### Work to be completed
Retype the records below exactly. Leave nothing out.

Data in this exercise: Begin

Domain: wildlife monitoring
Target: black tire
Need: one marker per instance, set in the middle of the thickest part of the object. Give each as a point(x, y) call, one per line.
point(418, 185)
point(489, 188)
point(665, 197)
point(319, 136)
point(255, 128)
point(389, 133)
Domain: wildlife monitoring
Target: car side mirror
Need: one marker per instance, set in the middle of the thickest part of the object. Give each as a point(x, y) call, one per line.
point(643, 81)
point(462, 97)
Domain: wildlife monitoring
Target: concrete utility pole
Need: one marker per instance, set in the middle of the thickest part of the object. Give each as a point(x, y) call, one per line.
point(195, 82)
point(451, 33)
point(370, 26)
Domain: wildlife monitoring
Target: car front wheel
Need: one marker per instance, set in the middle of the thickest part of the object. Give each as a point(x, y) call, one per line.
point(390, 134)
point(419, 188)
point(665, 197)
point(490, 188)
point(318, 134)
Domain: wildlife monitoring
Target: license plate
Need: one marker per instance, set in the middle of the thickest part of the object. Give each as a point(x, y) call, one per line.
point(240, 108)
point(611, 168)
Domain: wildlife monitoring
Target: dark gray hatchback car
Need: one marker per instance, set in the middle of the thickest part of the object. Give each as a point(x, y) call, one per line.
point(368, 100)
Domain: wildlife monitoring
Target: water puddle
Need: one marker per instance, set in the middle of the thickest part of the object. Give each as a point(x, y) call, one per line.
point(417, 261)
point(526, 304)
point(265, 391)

Data in this exercise: End

### Answer section
Domain: wildlife monitoring
Target: black tire
Need: one marker per instance, set in the middle of the thickest part of the object. Give each as a point(x, y) call, one per line.
point(418, 185)
point(489, 188)
point(665, 197)
point(319, 136)
point(255, 128)
point(389, 133)
Domain: wildlife monitoring
Target: car side mirror
Need: one marker per instance, set in the middle of the thickest part of the object. Give each as a point(x, y) call, one per line.
point(643, 81)
point(462, 97)
Domain: wildlife monitoring
Target: concrete utility pole
Need: one marker per instance, set in the middle of the thickest part of the object. Give each as a point(x, y) call, one per line.
point(195, 82)
point(451, 33)
point(370, 26)
Domain: wildlife monitoring
Target: car front wheel
Need: one marker per instance, set in the middle of the thickest part of the object. Give each as a point(x, y) call, one per line.
point(390, 134)
point(419, 188)
point(665, 197)
point(490, 188)
point(318, 134)
Domain: wildlife monitoring
Target: license plate
Need: one marker per instance, set in the middle of the thickest part of the object. Give each as a point(x, y) call, one per line.
point(240, 108)
point(611, 168)
Domain: wildlife monitoring
Target: dark gray hatchback car
Need: one marker per instance, set in the middle of the thickest part of the object. Give each as a point(x, y) call, one per line.
point(368, 100)
Domain: wildlife monitoring
Target: water puddle
Need: one marker per instance, set in the middle of the thickest part of the object. Give each as a point(x, y) call, one per line.
point(417, 261)
point(526, 304)
point(265, 391)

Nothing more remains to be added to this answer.